>> Begin Quoted passage
Clearly, times have changed.

Do we all really enjoy going to movie theatres anymore?  Or better question – do we really all still enjoy movies, at least the way we used to?  Well, the answer to that is, I guess it depends.

Clearly, we don’t enjoy waiting in/on line.  Okay, maybe the latter is just me getting older but I’m not entirely convinced.  This is partly because of how popular it’s become to buy your tickets in advance and print out a reserved seating bar code you can just scan at the door, and partly because of the new subset of people who actually make a modest to decent living being paid to wait in line for all sorts of things by those wealthy or clever enough to avoid any form of human interaction they deem to be unnecessary.

See: The Cronut black market

See: The Cronut black market

Of course, both movies and movie theatres are far different today than they were in the early 1970s – a time period that is now looked on as a bit of a cinematic golden age.  And even if we ARE excited at the anticipation of going out to see a new film, forty years ago we didn’t have the option of watching it at home via a decent size screen of our own on exactly the same day the rest of those poor suckas or cooler than cool Manhatttanites (take your pick) were braving,  well – the cold.  Not to mention their fellow man.

All of this being the case, I decided to try a little experiment this weekend.

  1. Take two films I was looking forward to seeing that were BOTH opening theatrically on Friday (Yes, I know upfront neither one will come close to The Exorcist)
  2. Watch one at a movie theatre where I buy a ticket, wait in line at the entrance and the snack stand, and view it with strangers sitting next to me in the dark.
  3. Watch the other at home upstairs on my own 52-inch screen (yes, size DOES matter), sprawled across my big red couch and munching an array of my own snacks as loudly as I please.
  4. And try to determine which experience is more enjoyable.
>> End Quoted passage
>> Begin Entries
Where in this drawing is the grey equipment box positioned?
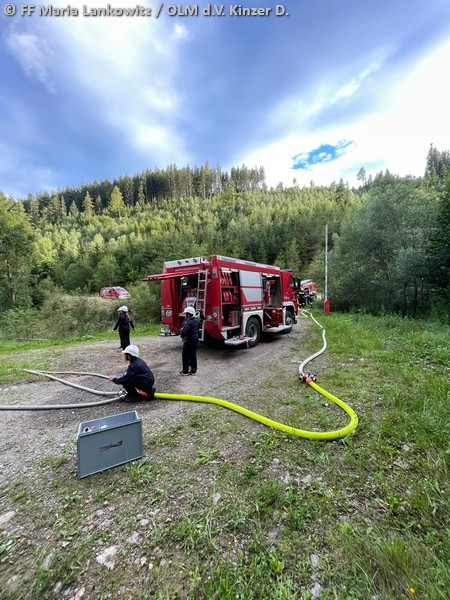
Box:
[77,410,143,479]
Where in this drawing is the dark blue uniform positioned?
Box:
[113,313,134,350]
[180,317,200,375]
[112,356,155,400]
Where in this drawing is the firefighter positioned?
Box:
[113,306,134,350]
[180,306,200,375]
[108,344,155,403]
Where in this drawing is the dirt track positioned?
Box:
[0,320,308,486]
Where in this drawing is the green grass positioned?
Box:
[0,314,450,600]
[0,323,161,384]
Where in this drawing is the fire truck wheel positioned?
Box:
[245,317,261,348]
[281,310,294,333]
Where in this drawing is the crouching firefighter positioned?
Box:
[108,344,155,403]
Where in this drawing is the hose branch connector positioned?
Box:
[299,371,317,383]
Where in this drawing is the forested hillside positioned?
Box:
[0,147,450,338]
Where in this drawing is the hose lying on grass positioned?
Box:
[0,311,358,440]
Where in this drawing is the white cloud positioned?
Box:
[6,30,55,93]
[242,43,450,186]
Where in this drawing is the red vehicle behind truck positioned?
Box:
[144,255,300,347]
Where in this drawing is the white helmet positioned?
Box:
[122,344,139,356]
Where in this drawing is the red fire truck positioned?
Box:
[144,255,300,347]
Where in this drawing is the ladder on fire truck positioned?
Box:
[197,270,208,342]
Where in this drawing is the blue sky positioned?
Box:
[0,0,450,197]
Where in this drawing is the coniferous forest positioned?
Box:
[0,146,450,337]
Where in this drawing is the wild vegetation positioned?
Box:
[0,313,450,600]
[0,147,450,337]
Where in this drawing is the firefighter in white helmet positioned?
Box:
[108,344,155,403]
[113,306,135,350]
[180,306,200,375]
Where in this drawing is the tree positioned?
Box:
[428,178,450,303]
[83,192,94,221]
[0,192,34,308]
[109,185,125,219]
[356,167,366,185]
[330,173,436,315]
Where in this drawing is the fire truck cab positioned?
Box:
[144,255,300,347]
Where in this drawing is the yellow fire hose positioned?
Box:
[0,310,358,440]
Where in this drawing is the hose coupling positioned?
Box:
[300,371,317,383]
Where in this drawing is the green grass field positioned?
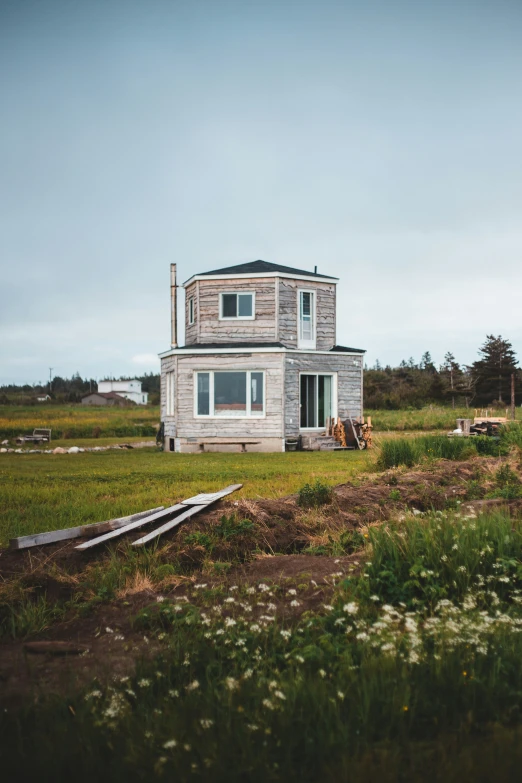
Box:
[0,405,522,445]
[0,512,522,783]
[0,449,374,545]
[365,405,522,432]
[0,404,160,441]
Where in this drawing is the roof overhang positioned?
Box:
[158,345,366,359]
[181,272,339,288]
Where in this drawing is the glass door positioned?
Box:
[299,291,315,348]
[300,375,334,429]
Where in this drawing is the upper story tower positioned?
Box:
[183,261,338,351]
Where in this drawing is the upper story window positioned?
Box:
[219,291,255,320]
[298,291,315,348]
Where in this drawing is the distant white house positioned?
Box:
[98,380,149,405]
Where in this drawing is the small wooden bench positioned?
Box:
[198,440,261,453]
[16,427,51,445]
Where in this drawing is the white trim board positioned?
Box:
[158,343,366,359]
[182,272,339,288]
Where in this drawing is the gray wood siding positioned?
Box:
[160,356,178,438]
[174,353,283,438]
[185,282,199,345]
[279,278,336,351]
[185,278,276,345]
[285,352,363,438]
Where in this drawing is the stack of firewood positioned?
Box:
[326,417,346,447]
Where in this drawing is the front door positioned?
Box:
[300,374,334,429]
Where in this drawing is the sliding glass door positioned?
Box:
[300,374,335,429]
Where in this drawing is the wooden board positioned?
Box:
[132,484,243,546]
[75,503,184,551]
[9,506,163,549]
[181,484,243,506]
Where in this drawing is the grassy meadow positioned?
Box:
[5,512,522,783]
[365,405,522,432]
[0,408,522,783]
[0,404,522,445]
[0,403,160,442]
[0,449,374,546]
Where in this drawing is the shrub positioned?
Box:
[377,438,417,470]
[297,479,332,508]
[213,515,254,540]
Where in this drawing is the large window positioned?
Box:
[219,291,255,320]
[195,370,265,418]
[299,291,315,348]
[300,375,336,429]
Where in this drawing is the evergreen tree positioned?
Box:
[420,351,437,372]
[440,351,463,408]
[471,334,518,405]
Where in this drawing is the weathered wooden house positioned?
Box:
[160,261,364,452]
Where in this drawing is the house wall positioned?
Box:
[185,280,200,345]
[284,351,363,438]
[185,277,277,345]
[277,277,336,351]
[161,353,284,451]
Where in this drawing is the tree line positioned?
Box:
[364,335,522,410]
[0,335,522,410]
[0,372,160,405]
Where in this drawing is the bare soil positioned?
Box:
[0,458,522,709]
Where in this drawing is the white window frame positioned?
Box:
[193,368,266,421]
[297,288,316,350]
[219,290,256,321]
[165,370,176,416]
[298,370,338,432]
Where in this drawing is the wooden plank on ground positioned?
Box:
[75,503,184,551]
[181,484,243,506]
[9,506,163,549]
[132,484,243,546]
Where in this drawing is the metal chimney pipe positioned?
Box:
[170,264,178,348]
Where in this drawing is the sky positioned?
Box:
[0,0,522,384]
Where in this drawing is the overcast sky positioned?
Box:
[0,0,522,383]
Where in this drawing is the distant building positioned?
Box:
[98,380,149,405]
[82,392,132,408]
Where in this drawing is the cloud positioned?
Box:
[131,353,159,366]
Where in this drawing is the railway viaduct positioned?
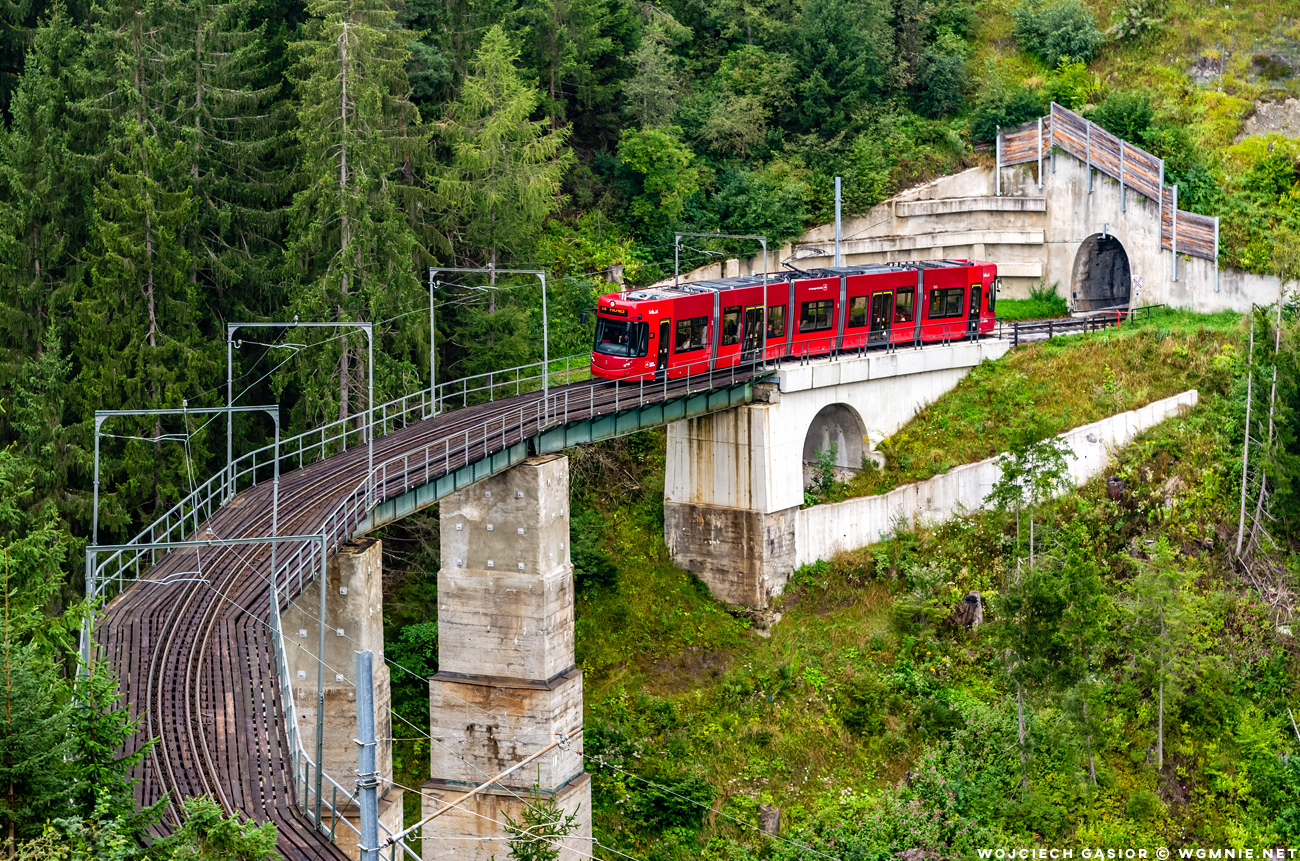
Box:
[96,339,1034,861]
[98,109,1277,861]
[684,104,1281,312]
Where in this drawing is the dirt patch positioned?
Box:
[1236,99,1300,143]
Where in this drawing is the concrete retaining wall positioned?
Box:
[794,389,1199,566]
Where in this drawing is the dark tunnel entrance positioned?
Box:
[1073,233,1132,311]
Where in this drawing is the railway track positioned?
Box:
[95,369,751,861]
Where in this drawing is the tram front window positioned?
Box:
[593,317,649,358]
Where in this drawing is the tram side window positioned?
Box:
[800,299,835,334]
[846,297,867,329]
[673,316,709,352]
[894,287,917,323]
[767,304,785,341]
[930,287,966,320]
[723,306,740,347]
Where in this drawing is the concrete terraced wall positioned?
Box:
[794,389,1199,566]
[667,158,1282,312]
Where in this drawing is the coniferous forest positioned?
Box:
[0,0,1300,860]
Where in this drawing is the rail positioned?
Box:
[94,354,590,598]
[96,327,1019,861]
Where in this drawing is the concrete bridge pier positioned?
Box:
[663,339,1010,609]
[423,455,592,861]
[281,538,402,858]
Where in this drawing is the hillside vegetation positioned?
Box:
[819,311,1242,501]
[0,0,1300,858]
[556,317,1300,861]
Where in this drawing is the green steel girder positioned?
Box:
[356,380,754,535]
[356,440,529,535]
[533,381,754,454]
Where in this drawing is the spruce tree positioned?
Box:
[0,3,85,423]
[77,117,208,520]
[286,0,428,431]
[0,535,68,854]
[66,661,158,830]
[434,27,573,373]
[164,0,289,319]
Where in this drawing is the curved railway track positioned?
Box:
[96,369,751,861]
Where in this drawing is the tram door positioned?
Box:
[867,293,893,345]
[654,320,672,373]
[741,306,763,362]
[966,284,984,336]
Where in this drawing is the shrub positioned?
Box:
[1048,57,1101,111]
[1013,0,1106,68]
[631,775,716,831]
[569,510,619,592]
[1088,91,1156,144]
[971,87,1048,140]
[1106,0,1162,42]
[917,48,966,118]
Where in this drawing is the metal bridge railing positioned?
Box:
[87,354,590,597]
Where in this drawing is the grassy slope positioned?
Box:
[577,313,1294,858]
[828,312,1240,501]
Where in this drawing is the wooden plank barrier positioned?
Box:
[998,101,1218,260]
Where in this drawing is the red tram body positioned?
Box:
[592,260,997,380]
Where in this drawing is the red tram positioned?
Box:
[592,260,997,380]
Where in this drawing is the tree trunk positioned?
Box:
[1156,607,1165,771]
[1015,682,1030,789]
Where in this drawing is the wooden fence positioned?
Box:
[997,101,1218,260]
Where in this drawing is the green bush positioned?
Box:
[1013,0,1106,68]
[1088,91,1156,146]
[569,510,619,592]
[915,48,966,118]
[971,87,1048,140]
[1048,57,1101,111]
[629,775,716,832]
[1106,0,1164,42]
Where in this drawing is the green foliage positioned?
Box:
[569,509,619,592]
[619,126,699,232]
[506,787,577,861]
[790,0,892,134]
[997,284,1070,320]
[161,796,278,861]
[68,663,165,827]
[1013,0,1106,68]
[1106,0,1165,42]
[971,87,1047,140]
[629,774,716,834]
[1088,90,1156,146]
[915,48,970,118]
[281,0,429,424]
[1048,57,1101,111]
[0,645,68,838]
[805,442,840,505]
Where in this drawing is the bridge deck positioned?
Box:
>> End Entries
List of tasks ->
**a.** For each statement about the post on going to the movies, answer yes or no and quote the words of the post that settle it: (i) The writer planned to watch both films at a movie theater. (ii) Both films opened theatrically on Friday. (iii) The early 1970s are now seen as a bit of a cinematic golden age.
**b.** Retype the passage of the post on going to the movies between "Clearly, times have" and "guess it depends.", inclusive.
The material has no connection to the post about going to the movies.

Solution list ->
**a.**
(i) No: "Watch the other at home upstairs on my own 52-inch screen"
(ii) Yes: "that were BOTH opening theatrically on Friday"
(iii) Yes: "a time period that is now looked on as a bit of a cinematic golden age"

**b.**
Clearly, times have changed.

Do we all really enjoy going to movie theatres anymore?  Or better question – do we really all still enjoy movies, at least the way we used to?  Well, the answer to that is, I guess it depends.